╭─ PAGE EXTRACT

Welcome, Bishop James Ruggieri

“I want to love the people of Maine. I want to serve them, and I want to grow with them in faith.”

Bishop James Thomas Ruggieri says it is with a willing heart and a spirit of joy and service that he begins his ministry as the 13th bishop of Portland.

“I can tell you that I will give my absolute all, do my best,” he says.

Pope Francis appointed then-Father Ruggieri to be the next bishop of Portland on February 13. With Cardinal Seán Patrick O’Malley, OFM Cap., serving as the principal celebrant, serving as principal celebrant, he was ordained and installed on May 7 at the Cathedral of the Immaculate Conception in Portland.

"It's really overwhelming,” Bishop Ruggieri said following the Mass. “The thoughts that are going through my head are ones of lots of gratitude, really all gratitude to God.”

Bishop Ruggieri comes to Maine from the Diocese of Providence, Rhode Island, where he had served as a priest for nearly 29 years, most recently as pastor of two parishes in the city of Providence, St. Patrick and St. Michael the Archangel.

The phone call that would change his life came on February 3, just five minutes before he was to celebrate the 4 o’clock Mass at St. Patrick.

“It was a phone call out of the blue,” says Bishop Ruggieri. “It may sound kind of primitive. You get a phone call. But that’s how it happened,”

The call was from Cardinal Christophe Pierre, apostolic nuncio to the United States. It was actually the cardinal’s second attempt at delivering the news. Bishop Ruggieri says the first time, he was in the confessional, so he ignored the call, but then, about an hour later, he saw the same Washington, D.C., number come up on his phone.

“When I saw the number the second time, and there was no scam alert or anything like that, I said, ‘Let me answer this.’”

Bishop Ruggieri says he experienced a whirlwind of emotions when the cardinal explained why he was calling.

“Obviously, a host of feelings and emotions and all those kinds of things flooded me,” he says.

Despite being caught off guard by the news and the brevity of the conversation, necessitated by the approaching Mass, Bishop Ruggieri says his answer was an instant yes.

╰─
╭─ MATERIAL

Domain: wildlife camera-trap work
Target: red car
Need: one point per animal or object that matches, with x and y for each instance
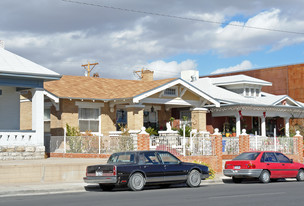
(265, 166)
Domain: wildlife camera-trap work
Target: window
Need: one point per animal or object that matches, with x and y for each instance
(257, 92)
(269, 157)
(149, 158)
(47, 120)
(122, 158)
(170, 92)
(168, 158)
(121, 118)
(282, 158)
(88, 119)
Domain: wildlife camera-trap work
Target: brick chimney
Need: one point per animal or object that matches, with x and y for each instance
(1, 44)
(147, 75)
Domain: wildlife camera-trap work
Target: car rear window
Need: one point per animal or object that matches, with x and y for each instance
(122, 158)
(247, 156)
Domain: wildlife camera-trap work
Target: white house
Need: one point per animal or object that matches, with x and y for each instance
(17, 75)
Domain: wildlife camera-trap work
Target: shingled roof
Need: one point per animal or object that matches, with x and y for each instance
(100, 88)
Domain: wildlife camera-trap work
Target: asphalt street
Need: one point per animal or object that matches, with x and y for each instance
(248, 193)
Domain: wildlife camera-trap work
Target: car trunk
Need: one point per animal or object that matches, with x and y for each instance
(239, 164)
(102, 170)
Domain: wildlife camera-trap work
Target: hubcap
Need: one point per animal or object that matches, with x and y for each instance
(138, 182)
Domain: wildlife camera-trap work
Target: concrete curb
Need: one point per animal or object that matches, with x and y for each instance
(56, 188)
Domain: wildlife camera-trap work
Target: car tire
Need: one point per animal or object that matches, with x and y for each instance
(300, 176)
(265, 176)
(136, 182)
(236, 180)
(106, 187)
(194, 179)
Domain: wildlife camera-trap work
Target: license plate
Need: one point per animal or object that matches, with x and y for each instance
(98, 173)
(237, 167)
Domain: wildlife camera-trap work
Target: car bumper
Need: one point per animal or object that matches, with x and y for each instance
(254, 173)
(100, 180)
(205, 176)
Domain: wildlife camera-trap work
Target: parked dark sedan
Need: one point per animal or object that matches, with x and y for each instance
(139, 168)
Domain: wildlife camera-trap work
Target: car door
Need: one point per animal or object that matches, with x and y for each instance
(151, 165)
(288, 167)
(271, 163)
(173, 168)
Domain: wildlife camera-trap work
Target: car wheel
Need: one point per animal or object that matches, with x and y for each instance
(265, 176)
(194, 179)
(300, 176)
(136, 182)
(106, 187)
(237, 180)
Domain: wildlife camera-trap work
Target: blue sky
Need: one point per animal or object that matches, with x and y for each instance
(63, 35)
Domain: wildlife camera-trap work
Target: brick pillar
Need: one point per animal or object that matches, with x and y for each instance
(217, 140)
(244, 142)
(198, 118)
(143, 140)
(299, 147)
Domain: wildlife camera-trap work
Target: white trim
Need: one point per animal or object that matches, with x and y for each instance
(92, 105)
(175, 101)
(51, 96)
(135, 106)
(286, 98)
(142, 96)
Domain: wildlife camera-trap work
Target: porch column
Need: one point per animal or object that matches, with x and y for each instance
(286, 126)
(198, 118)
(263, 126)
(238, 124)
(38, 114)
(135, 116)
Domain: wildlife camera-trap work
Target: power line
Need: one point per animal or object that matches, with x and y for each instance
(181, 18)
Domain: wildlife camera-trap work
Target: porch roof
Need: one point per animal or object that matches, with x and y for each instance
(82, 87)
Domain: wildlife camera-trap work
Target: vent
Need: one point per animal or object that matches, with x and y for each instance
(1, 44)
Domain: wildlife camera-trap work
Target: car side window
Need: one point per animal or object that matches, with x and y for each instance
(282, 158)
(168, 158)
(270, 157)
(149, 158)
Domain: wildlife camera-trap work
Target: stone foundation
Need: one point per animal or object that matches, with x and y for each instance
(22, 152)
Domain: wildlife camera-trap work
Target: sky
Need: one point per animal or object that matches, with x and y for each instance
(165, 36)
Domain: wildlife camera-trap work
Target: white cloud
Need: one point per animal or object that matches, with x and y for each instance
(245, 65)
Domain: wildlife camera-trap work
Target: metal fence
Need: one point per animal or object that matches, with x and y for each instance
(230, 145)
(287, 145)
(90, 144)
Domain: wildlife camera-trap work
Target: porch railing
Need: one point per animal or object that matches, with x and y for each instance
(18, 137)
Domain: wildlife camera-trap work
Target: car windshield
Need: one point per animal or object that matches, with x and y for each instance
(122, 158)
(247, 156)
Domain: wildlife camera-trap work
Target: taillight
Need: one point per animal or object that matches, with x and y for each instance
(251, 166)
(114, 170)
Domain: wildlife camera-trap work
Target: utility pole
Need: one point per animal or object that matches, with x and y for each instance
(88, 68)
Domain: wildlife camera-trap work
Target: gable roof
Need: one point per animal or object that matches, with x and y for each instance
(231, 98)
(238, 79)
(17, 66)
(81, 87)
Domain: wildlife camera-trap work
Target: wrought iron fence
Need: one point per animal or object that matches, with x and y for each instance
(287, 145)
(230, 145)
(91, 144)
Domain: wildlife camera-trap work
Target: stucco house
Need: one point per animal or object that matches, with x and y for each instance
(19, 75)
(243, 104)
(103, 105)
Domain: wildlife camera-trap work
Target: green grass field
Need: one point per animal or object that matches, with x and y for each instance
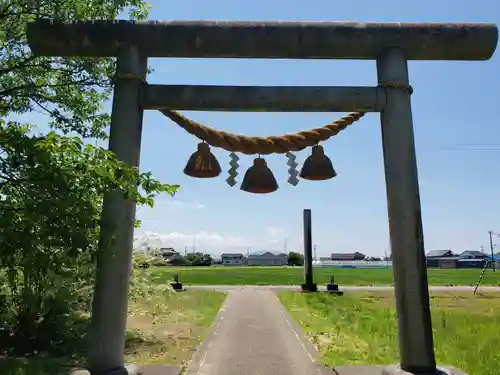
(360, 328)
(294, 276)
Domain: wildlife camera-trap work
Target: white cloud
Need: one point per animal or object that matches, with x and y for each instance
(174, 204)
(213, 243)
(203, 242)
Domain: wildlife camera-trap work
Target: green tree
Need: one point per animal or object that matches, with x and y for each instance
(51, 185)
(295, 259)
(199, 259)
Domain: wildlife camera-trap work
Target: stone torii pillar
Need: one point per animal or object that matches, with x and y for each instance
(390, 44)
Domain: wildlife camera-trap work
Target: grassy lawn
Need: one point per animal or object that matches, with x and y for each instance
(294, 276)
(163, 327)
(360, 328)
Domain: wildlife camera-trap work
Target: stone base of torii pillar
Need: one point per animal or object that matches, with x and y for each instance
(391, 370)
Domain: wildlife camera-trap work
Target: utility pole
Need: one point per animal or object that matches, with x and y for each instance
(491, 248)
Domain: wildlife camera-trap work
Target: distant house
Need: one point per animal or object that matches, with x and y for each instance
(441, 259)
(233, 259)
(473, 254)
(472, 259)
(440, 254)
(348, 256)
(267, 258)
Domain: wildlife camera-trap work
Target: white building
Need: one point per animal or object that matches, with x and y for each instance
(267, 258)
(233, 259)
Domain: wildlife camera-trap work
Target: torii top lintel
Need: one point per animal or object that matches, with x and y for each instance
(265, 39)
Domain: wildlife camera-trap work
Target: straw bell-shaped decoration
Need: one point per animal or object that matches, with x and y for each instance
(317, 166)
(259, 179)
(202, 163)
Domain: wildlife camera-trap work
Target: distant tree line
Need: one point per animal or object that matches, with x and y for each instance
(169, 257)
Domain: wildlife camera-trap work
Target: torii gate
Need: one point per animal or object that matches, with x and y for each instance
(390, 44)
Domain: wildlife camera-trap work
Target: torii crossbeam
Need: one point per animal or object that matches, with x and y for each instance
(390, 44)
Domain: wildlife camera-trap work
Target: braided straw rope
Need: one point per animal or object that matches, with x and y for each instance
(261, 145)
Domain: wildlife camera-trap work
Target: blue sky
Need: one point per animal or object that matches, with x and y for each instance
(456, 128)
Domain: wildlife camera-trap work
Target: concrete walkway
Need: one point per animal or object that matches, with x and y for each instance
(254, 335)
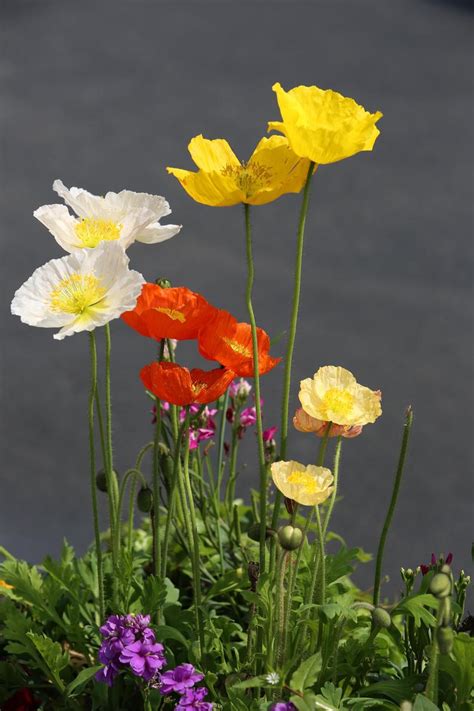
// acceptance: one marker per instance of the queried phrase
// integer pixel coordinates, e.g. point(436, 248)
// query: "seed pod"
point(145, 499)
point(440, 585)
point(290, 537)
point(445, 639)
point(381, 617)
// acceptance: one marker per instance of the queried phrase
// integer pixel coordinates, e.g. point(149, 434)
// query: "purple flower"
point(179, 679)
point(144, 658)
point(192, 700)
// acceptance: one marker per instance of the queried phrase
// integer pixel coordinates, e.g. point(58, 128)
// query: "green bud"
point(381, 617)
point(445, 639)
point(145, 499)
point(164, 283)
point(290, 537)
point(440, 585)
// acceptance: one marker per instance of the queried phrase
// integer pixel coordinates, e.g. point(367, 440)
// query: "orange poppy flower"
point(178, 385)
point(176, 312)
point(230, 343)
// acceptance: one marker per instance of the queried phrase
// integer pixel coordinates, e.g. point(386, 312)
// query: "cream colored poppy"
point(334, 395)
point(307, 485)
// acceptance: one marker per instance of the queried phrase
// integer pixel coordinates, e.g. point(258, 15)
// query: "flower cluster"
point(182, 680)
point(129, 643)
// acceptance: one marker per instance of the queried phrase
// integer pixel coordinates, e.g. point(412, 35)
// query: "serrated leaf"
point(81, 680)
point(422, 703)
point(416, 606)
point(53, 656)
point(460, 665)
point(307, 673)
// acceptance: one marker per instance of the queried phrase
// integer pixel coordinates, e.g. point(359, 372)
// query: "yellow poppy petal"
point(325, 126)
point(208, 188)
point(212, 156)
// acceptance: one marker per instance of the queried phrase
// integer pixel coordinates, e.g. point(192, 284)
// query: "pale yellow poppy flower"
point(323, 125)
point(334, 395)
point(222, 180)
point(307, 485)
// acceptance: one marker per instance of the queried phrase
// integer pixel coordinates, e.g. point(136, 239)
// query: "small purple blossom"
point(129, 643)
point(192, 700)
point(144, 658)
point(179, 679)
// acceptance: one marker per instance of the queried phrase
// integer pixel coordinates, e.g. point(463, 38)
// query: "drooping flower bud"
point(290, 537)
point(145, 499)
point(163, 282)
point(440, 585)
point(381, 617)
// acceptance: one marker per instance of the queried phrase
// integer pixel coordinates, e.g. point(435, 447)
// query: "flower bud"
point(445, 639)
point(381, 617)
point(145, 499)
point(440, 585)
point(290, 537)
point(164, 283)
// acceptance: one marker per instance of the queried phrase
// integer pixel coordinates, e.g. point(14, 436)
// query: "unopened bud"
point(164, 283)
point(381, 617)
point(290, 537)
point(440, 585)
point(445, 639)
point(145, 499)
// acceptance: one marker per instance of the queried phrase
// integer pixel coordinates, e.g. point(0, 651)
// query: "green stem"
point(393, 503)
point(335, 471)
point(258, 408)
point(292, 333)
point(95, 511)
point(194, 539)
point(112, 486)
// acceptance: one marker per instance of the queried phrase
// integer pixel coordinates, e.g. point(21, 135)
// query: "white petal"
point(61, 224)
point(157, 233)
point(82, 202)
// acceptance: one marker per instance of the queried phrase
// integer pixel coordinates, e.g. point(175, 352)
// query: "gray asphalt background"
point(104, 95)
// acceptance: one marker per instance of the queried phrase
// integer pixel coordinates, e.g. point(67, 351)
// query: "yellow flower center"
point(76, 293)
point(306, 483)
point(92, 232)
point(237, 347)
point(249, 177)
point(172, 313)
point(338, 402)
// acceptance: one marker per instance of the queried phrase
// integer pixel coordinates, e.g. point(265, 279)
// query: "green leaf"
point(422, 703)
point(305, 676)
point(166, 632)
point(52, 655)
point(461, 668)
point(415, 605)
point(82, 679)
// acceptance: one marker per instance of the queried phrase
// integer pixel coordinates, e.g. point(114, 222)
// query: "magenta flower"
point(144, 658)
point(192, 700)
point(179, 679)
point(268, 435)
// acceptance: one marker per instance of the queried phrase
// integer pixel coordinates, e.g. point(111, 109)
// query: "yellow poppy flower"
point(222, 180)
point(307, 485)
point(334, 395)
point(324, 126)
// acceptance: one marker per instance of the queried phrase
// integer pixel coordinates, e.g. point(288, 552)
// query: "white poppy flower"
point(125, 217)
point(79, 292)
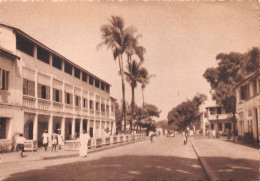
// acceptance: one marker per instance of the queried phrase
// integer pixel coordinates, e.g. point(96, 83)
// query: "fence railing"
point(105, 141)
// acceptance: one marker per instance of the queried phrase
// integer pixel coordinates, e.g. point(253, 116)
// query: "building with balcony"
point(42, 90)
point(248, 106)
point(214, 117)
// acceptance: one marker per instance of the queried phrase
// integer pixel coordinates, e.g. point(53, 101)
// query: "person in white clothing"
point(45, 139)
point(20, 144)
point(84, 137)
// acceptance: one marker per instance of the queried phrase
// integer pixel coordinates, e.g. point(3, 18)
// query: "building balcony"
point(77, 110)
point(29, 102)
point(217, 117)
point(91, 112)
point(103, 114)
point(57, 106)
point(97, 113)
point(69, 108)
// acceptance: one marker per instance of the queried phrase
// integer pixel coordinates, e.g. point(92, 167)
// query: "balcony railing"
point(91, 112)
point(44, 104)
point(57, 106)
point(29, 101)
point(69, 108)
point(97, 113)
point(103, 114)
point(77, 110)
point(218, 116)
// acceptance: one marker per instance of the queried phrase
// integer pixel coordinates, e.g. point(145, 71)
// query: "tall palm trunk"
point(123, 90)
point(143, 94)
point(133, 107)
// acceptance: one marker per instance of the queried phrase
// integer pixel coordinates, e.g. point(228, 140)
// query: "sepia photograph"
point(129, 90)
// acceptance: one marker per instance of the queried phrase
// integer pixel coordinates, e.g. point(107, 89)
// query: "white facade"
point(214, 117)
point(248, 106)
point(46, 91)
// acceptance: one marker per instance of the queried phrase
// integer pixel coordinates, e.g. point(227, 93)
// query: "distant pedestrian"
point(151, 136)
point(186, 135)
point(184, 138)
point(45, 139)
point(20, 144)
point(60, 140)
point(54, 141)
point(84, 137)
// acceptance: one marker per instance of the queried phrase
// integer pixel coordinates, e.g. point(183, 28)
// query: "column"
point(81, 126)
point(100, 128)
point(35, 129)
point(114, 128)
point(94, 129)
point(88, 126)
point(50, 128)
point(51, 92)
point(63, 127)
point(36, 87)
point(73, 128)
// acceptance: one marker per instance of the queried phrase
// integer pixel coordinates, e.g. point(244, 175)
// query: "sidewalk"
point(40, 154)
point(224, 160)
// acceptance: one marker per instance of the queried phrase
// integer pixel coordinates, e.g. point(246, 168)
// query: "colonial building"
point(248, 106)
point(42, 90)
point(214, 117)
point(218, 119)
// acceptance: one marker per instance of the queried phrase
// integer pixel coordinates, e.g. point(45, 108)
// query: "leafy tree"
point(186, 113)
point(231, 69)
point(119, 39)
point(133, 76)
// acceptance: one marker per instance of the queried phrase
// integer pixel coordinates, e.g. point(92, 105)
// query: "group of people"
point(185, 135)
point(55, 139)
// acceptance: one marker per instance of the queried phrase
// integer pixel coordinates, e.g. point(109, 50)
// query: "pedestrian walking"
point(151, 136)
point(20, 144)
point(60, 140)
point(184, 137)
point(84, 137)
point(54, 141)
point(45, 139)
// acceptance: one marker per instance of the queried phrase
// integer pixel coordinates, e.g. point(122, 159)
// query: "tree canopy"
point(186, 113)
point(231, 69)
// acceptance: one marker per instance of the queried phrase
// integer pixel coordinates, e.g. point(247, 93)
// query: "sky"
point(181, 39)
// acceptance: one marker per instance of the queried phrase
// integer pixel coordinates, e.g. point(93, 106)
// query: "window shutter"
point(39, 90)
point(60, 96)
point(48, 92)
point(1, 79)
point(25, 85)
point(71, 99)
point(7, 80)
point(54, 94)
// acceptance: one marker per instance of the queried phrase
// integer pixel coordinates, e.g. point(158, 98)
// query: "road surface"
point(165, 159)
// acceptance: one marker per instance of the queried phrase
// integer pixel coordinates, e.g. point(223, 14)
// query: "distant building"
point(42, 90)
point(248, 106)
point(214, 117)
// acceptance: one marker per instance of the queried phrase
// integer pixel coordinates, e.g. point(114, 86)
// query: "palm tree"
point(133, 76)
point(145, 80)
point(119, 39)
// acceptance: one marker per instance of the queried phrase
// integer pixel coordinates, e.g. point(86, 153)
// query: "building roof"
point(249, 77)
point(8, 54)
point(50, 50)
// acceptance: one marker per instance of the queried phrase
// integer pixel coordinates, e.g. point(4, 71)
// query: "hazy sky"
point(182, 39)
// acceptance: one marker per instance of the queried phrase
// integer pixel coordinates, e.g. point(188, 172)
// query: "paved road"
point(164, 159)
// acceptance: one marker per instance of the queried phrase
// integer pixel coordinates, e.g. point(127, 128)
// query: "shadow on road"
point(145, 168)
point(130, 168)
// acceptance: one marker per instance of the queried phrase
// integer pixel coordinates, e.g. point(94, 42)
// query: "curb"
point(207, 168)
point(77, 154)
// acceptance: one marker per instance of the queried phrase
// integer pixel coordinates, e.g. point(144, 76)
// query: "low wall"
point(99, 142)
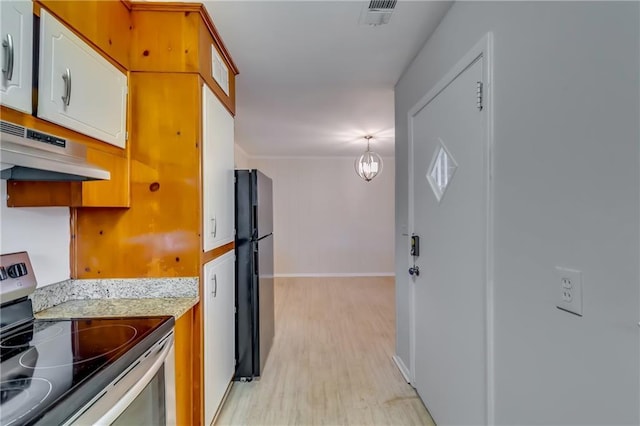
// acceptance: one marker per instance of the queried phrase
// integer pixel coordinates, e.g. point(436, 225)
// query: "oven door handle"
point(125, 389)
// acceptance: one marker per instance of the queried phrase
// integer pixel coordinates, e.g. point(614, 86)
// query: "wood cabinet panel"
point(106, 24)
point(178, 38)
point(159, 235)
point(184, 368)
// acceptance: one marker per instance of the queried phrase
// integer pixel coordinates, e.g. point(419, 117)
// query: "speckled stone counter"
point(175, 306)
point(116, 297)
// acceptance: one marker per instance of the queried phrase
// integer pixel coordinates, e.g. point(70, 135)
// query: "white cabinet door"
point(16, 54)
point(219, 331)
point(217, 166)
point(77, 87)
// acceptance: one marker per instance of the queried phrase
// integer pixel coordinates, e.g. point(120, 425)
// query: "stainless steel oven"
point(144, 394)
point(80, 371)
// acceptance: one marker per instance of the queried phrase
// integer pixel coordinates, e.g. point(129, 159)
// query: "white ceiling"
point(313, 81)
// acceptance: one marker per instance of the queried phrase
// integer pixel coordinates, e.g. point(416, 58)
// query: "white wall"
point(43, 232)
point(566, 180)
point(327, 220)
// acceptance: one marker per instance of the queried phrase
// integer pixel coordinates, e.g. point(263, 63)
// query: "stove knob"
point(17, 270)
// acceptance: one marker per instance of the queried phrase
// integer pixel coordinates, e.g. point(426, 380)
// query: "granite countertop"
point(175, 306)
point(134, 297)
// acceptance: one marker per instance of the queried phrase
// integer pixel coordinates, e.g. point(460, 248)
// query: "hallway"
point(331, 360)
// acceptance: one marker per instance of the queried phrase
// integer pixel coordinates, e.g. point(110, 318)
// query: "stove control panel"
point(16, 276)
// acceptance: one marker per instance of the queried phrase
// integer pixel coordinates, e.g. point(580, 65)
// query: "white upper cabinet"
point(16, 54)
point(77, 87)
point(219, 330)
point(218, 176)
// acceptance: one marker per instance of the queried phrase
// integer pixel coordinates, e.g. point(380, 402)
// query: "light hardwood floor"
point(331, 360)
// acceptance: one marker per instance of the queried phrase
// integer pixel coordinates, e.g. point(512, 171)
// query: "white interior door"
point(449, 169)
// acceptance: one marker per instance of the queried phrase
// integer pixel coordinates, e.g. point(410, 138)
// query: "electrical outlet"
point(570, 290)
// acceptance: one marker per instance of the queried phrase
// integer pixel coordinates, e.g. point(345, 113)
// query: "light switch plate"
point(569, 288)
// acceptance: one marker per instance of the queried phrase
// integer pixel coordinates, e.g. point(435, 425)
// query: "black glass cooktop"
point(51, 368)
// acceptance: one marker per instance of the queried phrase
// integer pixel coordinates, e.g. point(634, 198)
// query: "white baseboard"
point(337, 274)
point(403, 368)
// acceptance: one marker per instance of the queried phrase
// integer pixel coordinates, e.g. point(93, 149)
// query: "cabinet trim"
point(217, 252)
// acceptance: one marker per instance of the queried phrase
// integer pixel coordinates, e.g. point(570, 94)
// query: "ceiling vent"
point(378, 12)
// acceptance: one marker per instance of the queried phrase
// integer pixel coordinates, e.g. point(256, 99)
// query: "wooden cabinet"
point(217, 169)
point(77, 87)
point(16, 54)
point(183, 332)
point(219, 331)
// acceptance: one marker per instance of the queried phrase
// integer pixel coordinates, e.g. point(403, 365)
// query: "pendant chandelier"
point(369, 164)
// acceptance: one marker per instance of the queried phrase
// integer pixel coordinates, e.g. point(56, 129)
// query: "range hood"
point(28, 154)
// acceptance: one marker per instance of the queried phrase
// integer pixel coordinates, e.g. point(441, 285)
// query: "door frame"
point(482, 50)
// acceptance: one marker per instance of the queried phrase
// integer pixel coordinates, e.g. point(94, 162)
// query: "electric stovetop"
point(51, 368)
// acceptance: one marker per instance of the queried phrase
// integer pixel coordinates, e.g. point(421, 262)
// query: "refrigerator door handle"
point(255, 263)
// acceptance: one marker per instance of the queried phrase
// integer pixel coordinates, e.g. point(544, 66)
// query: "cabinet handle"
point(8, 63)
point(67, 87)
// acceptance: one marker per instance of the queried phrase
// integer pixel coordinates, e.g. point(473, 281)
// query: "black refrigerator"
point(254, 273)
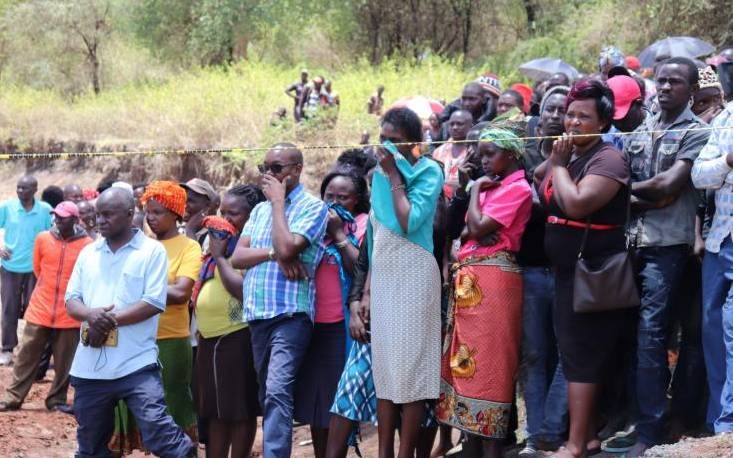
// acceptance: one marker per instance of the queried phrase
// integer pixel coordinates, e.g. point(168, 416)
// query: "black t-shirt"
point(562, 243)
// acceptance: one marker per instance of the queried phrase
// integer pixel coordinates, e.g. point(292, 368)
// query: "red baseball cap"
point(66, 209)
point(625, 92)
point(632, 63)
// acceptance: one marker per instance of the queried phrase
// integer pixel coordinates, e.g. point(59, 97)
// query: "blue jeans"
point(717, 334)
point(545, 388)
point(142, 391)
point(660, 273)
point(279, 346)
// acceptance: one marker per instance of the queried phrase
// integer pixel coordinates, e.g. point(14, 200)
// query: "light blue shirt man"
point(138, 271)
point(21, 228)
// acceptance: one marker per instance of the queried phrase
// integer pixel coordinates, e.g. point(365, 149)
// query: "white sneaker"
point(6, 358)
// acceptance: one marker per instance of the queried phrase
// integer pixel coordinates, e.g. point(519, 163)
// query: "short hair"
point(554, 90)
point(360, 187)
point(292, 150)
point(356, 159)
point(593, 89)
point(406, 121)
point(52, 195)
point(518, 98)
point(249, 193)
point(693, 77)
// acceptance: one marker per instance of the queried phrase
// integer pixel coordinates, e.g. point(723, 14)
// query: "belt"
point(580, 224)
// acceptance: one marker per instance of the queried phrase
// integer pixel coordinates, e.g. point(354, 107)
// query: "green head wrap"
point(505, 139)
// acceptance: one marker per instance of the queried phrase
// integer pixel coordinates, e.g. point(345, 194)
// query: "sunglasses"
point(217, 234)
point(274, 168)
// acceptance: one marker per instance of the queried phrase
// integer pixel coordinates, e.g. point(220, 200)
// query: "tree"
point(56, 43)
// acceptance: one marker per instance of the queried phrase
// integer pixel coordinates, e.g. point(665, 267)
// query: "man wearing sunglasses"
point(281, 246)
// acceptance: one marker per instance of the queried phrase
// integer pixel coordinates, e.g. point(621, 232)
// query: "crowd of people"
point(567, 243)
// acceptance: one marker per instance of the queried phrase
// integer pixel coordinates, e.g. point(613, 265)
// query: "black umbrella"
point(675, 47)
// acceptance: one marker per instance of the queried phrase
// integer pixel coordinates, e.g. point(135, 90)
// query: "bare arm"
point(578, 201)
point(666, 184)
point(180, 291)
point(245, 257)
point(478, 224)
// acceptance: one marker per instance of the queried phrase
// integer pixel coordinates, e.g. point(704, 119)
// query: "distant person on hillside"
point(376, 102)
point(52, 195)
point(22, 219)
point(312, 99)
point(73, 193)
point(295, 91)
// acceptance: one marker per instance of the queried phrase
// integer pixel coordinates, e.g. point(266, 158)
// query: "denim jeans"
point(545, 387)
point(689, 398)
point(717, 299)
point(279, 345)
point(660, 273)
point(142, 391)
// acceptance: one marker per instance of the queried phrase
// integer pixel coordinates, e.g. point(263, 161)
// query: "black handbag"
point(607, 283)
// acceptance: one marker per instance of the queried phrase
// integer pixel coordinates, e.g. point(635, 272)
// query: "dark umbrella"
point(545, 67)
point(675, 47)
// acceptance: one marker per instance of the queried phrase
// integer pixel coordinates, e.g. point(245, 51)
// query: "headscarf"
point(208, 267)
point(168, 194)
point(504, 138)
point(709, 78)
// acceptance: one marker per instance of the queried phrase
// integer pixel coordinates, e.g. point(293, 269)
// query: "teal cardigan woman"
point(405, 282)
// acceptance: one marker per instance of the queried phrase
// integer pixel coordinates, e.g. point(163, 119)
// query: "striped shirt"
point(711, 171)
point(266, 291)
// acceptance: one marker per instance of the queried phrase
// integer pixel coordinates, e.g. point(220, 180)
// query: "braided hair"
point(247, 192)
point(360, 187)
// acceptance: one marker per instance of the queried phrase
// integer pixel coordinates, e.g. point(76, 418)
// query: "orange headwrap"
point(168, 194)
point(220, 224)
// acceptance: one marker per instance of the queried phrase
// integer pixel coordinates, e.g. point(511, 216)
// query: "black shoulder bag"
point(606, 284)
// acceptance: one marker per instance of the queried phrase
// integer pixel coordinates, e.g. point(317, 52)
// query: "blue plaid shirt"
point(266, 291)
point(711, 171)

╰─

■ YOUR INSTRUCTIONS ■
Resume the article welcoming Bishop James Ruggieri from the point where it stops. The rows aren't needed for this.

■ WRITTEN RESPONSE ■
“Since being ordained a deacon in 1994, my mindset, my heartset, is that, as an ordained minister, I am basically here to serve the Church,” he says “My mindset has always been that way. I just go where I am sent. I know this is a much bigger responsibility, but I thought, ‘Who am I to say no to the pope, to the Holy Father?’ That was another thought that came to mind. I can’t say no to the Holy Father.”

He says it comes down to the promises of obedience he made during his ordination to the transitional diaconate and to the priesthood.

“I love obedience. You’re told what to do and you do it. Obviously, if it’s something I know I am either going to fail miserably at or it’s going to be spiritually dangerous, I would reconsider, but the things I’ve been asked to do, I have just simply accepted because it’s obedience.”

Bishop Ruggieri admits that the cardinal’s phone call made it a little tough to concentrate during that Saturday evening Mass.

“I was thinking to myself, ‘Did this really happen? Am I imagining this?’ Especially the next morning when I woke up, the same thought came to mind, but I said, ‘No, I know that really happened.’”

He received confirmation when Cardinal Pierre called back the next day to make sure that the answer had, indeed, been yes.

“I was so overcome with the prospect of being bishop of Portland that I didn’t really articulate it well the day before, so he just asked for confirmation,” Bishop Ruggieri says.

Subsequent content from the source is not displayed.